* OBJECTIVE:
Convert all the lines below into a JSON list of strings, one string per line, and skip any blank lines.

(Records from a data source)
>> Start

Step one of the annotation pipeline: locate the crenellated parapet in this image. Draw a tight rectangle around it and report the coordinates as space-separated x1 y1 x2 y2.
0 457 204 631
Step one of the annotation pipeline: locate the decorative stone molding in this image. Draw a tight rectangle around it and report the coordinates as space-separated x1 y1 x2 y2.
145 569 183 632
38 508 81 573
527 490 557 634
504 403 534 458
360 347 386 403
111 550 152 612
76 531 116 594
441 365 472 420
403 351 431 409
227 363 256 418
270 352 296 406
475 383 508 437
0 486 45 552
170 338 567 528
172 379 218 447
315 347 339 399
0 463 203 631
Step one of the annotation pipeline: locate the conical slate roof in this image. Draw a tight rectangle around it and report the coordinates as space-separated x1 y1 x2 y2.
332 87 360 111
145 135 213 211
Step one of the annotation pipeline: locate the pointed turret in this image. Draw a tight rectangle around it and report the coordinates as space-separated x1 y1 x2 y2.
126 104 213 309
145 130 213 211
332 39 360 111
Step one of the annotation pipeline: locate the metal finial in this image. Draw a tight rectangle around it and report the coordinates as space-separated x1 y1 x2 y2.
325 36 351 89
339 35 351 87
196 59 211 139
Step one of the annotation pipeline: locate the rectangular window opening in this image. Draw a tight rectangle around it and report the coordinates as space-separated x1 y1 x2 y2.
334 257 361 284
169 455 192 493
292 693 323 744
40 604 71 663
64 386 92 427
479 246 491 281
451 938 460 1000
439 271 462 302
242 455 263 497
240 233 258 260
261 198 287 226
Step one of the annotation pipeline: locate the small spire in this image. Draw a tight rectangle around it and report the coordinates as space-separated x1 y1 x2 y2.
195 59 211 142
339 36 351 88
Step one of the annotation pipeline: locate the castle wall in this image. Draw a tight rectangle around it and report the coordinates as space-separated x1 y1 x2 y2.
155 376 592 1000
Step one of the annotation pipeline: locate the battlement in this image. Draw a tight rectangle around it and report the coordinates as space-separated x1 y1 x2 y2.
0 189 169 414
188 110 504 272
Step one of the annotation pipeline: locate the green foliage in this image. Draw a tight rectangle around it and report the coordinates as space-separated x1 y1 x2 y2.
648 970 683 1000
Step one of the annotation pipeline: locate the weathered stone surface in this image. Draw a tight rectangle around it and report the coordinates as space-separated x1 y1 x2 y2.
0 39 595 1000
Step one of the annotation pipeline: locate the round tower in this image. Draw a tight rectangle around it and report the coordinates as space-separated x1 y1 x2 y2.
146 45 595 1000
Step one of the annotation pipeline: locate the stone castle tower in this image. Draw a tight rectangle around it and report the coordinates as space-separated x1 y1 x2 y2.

>> End

* COMPLETE OUTPUT:
[
  "Step one of the annotation pipeline: locate the crenellated parapet in this image. Draw a tight rectangle around it and report the coordinates as space-separated x1 y1 x2 y2.",
  "0 457 204 631",
  "Step one of the annotation pipeline: locate the decorative stone molding in this image. Draw a tight rectangle around it and report the coordinates as space-separated x1 y1 x2 y2.",
  "145 569 183 632",
  "38 508 81 573",
  "527 490 557 634",
  "504 403 534 458",
  "360 347 386 403",
  "111 550 152 612",
  "76 531 116 594",
  "441 365 472 420",
  "403 351 431 409",
  "227 363 256 418",
  "270 352 296 406",
  "475 383 508 437",
  "0 486 45 552",
  "170 338 567 528",
  "172 379 218 447",
  "315 347 339 399",
  "0 463 203 631",
  "Step one of the annotation pipeline: locate the conical slate roof in this image. Draw a tight rectangle around it and report the coordinates as space-separated x1 y1 x2 y2.",
  "332 87 360 111",
  "145 135 213 211",
  "Step one of the annotation pipeline: locate the pointed turret in this image. Draw a tight rectangle around it and report the coordinates as space-separated x1 y1 x2 y2.",
  "126 104 213 309",
  "145 130 213 211",
  "332 39 360 111",
  "Step one of the annotation pipeline: locate the metal finial in this image. Draw a tight rectangle around it and report the coordinates as space-separated x1 y1 x2 y2.",
  "325 36 351 89",
  "339 35 351 87",
  "196 59 211 139",
  "Step one of the annotation pipeline: locate the rectangular window opening in this image. Draw a tight rectangle around it and report the coordinates as space-separated x1 y1 x2 y2.",
  "334 257 361 284",
  "169 455 192 493",
  "292 693 323 744",
  "40 604 71 663",
  "64 386 92 427",
  "479 246 491 281",
  "451 938 460 1000",
  "439 271 462 302",
  "242 455 263 497",
  "240 233 258 260",
  "261 198 287 226",
  "Step one of the annotation pipeline: locate the small spire in this image. Draw a tight rectangle around it and report the coordinates as space-separated x1 y1 x2 y2.",
  "195 59 211 142",
  "339 36 351 88",
  "Step one of the annotation pipeline: locate the castle wall in this image. Draw a tight rectangle around it and report the coordinates as space-separated x1 y1 x2 y2.",
  "155 376 592 1000",
  "Step one of the annotation pipeline: locate the battlement in this image. Draw a tight rectangle around it and report the coordinates as space-separated x1 y1 x2 y2.",
  "0 189 169 414",
  "188 110 504 272",
  "Step one of the annotation pipeline: locate the green foliage in this image. Draw a tight rectangle around it and report the coordinates as space-separated x1 y1 x2 y2.",
  "648 970 683 1000",
  "Step one of the annotation pipeline: locate the weathered stone surface in this image. Draw a tight rectangle around it and report the coordinates as space-separated x1 y1 x2 y2.",
  "0 39 595 1000",
  "Step one of the annotation pipeline: locate the round tower in this image. Draw a tight rectangle around it and report the coordinates as space-separated x1 y1 x2 y2.",
  "146 45 595 1000",
  "Step one of the annotation pipeline: locate the stone castle tower in this image. Draw a tight rectangle around it and report the coordinates as space-separated x1 y1 x2 y2."
]